→ **WHAT YOU ARE ASKED TO DO**
Tally the lines below that include "vertical" and give only the total.

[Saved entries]
⁂
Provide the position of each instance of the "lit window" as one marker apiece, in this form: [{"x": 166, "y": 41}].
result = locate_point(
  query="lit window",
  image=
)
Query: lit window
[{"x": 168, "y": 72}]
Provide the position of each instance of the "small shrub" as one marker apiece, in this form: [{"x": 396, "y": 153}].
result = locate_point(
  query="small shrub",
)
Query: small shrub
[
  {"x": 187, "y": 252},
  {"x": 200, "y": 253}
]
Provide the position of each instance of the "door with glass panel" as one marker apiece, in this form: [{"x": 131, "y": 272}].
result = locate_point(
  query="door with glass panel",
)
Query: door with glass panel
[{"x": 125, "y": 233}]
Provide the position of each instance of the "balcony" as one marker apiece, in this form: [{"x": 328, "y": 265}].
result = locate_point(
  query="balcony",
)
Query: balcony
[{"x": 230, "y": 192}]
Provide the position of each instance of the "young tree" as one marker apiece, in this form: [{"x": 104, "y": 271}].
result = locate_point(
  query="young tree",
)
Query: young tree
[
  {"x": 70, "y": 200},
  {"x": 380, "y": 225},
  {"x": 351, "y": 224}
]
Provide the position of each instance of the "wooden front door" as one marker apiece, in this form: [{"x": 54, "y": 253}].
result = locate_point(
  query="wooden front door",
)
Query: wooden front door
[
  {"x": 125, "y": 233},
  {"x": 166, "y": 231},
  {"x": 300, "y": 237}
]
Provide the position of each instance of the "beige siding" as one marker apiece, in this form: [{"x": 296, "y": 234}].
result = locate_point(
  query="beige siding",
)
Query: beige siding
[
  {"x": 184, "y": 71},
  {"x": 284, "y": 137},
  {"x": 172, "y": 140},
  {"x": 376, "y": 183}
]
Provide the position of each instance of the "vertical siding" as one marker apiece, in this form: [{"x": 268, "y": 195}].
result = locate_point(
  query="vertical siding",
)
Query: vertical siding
⁂
→ **OUTPUT BELOW**
3